**Teks yang Diberikan**
================

July 14, 2011

Farewell & Heart's Boy


Setiap ada pertemuan pasti ada perpisahan, ya memang klise.

Banyak yang benci sama hal itu tapi ada juga yang kreatif yang menjadikannya lirik lagu.

Gue ? bencikah dengan perpisahan?
Nampaknya tidak, hanya saja gue terlalu cengeng dengan hal yang satu itu.

Entah karena melankolis gue yang over atau lebay atau emang wajar.
Gue selalu sedih dengan adanya perpisahan…terutama berpisah dengan teman sekolah gue.

Saat tiba waktunya gue melepas seragam merah putih, gue nangis karena itu berarti gue harus berpisah sama temen-temen gue yang udah bareng mengisi hidup gue (aduh lebay ah) selama 6 tahun. Mulai dari masih ingusan dan suka marahan sampe akhirnya menjemput masa puber kita.
Yang berat lagi perpisahan ini bukan cuma berpisah sekolah tapi karena gue akan pindah rumah juga.
Gue nangis sambil peluk-pelukan dengan sahabat SD gue (ada 5).

Saat tiba waktunya mengakhiri masa Sekolah Menengah Pertama, gue juga ngerasa sedih, cuma yang ini nggak sampe keluar air mata.
Gue juga sedih karena harus berpisah dengan 2 sahabat gue, ya berpisah karena akan berbeda sekolah tapi life must go on. Nggak mungkin jugakan gue meratapi perpisahan itu.

================

**Materi yang Diberikan**
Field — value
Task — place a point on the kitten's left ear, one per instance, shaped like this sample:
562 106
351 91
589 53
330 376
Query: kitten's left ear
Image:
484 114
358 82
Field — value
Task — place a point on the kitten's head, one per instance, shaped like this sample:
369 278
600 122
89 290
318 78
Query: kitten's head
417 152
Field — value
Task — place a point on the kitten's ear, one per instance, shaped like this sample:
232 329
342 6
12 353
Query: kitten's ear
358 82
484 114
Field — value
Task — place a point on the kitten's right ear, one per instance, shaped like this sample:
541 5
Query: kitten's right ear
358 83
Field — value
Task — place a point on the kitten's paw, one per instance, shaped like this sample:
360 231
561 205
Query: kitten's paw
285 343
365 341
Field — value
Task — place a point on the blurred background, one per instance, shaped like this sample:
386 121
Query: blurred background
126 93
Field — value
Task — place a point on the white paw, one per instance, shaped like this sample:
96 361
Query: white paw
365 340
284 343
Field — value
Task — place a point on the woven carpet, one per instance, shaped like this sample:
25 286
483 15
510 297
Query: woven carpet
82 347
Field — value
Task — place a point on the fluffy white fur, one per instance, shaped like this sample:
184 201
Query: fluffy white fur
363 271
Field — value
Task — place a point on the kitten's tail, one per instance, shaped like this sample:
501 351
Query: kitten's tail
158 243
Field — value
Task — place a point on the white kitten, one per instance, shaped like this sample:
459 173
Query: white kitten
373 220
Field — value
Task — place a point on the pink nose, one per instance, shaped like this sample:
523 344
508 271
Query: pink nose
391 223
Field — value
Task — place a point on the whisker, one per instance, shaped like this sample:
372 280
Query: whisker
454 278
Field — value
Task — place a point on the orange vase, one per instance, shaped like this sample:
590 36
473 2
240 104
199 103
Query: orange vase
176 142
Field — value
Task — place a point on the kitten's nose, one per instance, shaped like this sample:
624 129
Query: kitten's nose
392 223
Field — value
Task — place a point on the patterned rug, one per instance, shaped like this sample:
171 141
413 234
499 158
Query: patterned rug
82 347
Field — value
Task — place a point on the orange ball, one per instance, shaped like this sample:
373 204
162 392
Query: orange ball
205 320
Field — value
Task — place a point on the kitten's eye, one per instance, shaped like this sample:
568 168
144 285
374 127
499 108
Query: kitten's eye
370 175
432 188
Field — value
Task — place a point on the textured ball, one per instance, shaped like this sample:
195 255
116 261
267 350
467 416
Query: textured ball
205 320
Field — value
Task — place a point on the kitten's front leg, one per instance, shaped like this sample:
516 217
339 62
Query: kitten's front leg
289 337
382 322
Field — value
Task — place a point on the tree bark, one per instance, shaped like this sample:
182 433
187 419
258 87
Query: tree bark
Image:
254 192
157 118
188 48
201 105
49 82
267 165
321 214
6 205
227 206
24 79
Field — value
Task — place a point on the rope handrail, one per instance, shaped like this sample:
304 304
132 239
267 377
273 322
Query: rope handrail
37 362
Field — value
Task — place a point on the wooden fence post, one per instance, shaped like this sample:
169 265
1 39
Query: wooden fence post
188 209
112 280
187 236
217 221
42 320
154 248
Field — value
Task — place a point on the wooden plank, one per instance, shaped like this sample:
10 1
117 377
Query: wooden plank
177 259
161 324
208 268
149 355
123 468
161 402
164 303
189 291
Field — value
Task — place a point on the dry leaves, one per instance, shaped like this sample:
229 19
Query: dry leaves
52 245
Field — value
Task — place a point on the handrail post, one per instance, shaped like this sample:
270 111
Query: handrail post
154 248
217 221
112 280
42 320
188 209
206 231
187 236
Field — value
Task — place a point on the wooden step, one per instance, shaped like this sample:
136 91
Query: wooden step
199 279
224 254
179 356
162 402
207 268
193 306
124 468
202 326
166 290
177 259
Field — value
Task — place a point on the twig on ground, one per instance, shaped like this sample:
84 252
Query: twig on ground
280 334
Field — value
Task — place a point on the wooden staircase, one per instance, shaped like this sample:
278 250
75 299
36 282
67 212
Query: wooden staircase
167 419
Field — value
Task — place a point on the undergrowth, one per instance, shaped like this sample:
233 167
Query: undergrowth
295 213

================

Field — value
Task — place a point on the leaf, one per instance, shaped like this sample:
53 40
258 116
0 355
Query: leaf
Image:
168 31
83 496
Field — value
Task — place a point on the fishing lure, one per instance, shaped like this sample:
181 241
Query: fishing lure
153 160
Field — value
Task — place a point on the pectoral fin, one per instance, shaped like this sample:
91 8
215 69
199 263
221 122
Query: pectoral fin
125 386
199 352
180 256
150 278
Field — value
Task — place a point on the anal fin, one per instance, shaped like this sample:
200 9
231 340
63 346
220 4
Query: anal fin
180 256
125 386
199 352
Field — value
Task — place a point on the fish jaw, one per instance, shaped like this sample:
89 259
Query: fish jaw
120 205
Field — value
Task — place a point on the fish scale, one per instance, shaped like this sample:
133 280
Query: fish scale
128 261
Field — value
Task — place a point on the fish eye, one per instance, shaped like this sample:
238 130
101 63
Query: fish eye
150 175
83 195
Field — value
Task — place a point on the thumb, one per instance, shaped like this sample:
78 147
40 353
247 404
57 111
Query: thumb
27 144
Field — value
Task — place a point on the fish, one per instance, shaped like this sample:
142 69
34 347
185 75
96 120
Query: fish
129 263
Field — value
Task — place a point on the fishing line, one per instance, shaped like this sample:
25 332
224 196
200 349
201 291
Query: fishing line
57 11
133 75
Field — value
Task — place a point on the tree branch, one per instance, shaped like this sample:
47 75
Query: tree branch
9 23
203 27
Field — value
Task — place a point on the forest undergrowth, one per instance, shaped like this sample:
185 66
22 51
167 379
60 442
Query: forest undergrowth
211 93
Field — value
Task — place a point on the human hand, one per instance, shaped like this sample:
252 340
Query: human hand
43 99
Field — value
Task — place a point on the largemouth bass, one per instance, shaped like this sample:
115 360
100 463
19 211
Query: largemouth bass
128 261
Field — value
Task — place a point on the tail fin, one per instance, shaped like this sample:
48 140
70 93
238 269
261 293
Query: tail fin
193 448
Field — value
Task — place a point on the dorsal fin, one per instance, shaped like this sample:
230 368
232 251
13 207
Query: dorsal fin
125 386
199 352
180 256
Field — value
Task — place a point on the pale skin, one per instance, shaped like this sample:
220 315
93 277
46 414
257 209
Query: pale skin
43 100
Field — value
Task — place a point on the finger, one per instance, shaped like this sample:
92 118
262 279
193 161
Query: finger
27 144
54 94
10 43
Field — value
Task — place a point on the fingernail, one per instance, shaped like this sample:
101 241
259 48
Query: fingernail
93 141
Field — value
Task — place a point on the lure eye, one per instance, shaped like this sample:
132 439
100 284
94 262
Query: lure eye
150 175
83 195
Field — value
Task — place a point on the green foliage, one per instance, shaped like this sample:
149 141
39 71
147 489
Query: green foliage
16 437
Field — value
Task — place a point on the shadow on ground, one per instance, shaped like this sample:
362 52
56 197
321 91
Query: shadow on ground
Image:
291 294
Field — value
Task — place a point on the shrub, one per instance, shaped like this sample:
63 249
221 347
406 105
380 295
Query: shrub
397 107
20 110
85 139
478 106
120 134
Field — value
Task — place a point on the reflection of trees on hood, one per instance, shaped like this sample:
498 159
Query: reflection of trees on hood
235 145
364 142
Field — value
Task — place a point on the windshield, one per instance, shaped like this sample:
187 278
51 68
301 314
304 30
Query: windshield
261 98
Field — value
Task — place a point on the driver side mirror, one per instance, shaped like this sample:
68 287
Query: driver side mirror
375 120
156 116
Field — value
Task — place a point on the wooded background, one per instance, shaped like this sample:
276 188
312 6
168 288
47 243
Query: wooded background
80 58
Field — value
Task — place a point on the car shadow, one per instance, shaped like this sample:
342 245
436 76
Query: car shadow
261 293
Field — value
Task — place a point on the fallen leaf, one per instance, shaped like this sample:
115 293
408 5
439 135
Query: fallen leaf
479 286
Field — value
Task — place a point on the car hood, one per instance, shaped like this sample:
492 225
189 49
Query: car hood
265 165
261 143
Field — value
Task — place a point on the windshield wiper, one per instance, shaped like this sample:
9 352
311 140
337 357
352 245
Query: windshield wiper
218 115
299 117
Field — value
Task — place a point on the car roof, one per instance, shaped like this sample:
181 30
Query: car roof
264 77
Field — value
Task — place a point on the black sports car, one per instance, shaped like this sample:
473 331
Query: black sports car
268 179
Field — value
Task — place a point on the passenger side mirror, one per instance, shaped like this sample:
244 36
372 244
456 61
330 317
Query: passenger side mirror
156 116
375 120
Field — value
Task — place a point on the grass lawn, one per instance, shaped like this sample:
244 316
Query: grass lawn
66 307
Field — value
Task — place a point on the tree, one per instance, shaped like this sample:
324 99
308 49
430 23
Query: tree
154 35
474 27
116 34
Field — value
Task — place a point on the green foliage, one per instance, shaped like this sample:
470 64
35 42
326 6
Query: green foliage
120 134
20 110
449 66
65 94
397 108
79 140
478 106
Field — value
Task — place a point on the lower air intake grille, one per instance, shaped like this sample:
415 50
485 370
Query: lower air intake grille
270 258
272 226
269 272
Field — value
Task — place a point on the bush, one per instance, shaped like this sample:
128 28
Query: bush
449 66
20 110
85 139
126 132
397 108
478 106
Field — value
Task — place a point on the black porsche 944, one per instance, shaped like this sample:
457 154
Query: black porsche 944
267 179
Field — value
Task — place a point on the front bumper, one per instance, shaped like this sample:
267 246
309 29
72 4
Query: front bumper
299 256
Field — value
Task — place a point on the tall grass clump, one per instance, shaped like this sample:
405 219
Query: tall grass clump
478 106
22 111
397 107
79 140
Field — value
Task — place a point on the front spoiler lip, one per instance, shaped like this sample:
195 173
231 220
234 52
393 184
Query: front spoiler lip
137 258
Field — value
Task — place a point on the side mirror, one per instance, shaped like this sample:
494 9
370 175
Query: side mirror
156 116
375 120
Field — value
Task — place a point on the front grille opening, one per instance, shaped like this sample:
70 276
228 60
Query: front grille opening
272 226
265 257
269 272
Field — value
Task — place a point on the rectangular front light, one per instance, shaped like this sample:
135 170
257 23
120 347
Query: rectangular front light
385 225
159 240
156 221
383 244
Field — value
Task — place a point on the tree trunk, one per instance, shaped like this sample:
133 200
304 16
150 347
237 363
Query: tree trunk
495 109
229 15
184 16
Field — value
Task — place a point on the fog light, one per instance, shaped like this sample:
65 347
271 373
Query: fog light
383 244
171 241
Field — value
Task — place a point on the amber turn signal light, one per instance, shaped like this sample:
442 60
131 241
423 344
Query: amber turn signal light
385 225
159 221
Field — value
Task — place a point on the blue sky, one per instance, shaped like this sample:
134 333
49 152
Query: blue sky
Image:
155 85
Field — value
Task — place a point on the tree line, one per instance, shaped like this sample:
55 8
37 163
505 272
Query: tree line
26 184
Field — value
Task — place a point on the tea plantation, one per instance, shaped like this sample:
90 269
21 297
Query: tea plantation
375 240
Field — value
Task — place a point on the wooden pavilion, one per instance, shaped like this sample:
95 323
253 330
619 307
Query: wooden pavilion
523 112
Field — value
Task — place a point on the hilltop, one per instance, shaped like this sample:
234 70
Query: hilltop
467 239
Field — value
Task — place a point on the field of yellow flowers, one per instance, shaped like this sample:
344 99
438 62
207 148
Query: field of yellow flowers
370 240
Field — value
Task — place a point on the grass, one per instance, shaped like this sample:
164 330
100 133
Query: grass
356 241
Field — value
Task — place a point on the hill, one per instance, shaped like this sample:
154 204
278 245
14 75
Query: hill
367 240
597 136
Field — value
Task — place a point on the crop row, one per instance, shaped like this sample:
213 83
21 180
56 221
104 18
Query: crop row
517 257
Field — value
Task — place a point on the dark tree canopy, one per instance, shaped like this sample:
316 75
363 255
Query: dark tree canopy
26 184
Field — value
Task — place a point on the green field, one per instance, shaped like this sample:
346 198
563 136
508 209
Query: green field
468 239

================

**Latihan**
Tentukan apakah tiap pernyataan berikut cocok dengan teks tentang perpisahan. Jawab ya atau tidak, dan sertakan kutipan kata-kata teks yang menentukan jawaban itu.
(a) Penulis menangis sambil berpelukan dengan sahabat-sahabatnya waktu lulus SD.
(b) Penulis sampai menangis waktu masa SMP berakhir.
(c) Penulis mengaku benci dengan perpisahan.

**Jawaban Latihan**
(a) Ya: "Gue nangis sambil peluk-pelukan dengan sahabat SD gue (ada 5)."
(b) Tidak: "cuma yang ini nggak sampe keluar air mata."
(c) Tidak: "Nampaknya tidak, hanya saja gue terlalu cengeng dengan hal yang satu itu."